Entries taken from a collection
[Start of section]

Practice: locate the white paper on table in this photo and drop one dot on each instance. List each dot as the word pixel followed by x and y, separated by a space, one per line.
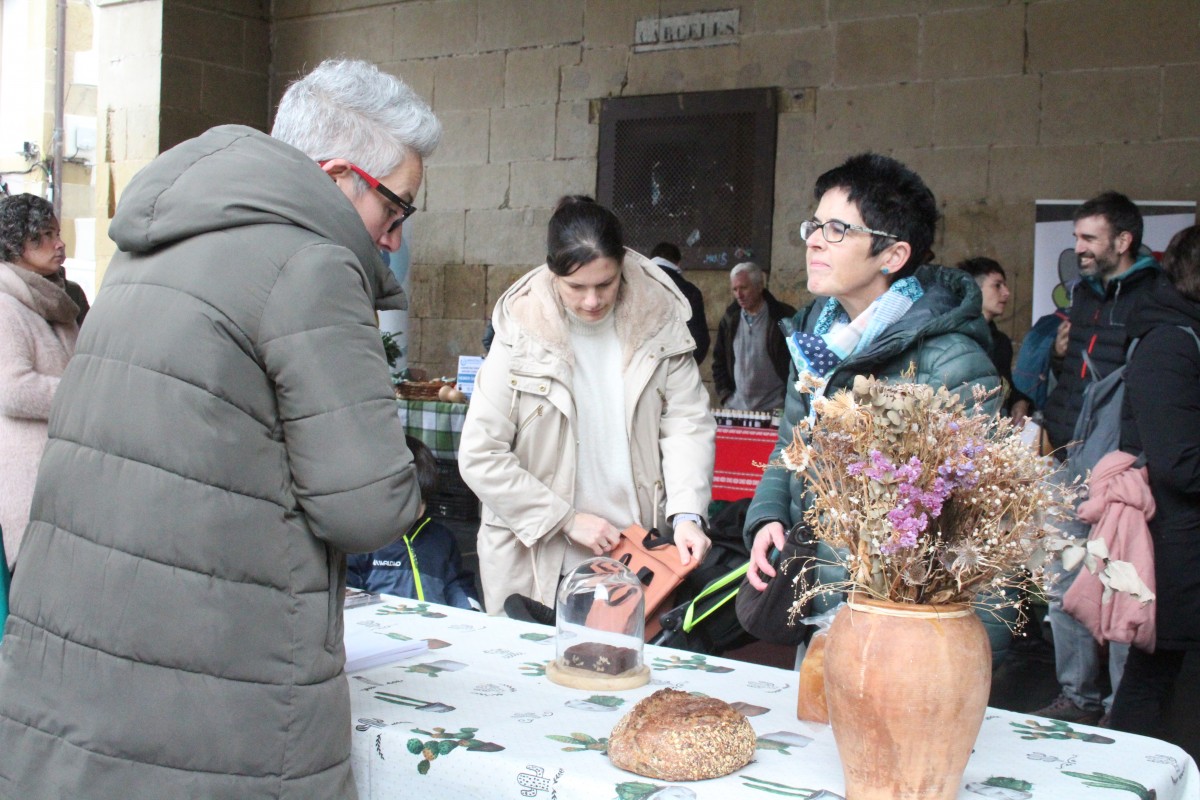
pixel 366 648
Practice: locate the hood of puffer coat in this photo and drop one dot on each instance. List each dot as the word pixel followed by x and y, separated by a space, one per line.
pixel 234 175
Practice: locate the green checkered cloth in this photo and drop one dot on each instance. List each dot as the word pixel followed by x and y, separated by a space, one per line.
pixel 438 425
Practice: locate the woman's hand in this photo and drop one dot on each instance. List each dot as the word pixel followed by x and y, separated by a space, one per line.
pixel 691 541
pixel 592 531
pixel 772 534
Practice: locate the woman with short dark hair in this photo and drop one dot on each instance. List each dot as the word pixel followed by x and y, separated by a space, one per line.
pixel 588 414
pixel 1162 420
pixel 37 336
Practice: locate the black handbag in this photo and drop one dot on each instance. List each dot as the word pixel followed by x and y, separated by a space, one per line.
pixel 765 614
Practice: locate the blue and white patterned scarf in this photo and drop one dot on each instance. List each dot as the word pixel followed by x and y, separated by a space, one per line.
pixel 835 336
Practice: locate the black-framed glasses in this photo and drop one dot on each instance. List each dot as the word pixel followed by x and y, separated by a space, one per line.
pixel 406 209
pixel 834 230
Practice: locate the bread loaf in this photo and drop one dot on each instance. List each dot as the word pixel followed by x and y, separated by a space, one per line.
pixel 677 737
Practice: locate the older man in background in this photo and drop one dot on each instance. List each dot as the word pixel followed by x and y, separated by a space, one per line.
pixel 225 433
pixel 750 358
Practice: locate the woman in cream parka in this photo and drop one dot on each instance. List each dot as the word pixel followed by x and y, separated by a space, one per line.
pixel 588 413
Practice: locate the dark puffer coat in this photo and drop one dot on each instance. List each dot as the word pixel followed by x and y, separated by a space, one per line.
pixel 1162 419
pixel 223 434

[End of section]

The output should consist of the records above, reproduced exactly, without pictures.

Practice: locate the white paper on table in this photo and drop one dot on each instance. List each dot as the word pixel followed by x and y, separated by a space, one per line.
pixel 366 648
Practice: locate the hood of puffer coat in this photo and drop one dot on each instance. List each dot as the word pixel followed by x and y, separated by a space, one per line.
pixel 234 175
Practice: locate the green checkered cloth in this photo and drop one dot on each instance. List each dot as the word pixel followed by x and y, separated by a space, one per line.
pixel 438 425
Practice: locate the woman's hand in this photo and drop one dot on each instance. List each dot as the word pixel followed by x and y, separated by a space, one per line.
pixel 691 541
pixel 592 531
pixel 772 534
Practice: locate the woman with short dark hair in this photo and drop one dot on each instance. List each dot as the word pixel followed by x and y, separated by a space, one per line.
pixel 588 414
pixel 1162 420
pixel 37 336
Practice: locate the black handbag in this photo and drop one dot on each instance. List each dot as the word pixel followed by x and y, separated by a space, one per line.
pixel 765 614
Practice: locate the blue and white patterned scarf in this photo and drop one dot on each instance. List each dot as the word pixel followed by x and y, separated by a space, one per line.
pixel 835 336
Practice: locate the black-framed glasses in this photo and drop one dot on each instance. List each dot as the word pixel followed by x and y, separated by a space, one per line.
pixel 406 209
pixel 834 230
Practice: locate the bread loaf in this photo and drop one dot on each instance. List each dot as the word pixel followed by x and y, separated by a space, one per line.
pixel 677 737
Practice: locate the older man in background in this photo and drop one dot on each instance. List each dot as the word pixel followed by x and y, separated by a space, one per line.
pixel 225 433
pixel 750 358
Practice: locate the woman in cream parka in this photo and drop one dot on each instance. List each dot as the word pixel followed by x and y, separated by a space, one per line.
pixel 588 413
Practice: locate the dark puffer coat in this photo and drop one dot on each instance. List each dot as the word pixel followed by x and y, separated by a space, one per line.
pixel 1162 419
pixel 223 434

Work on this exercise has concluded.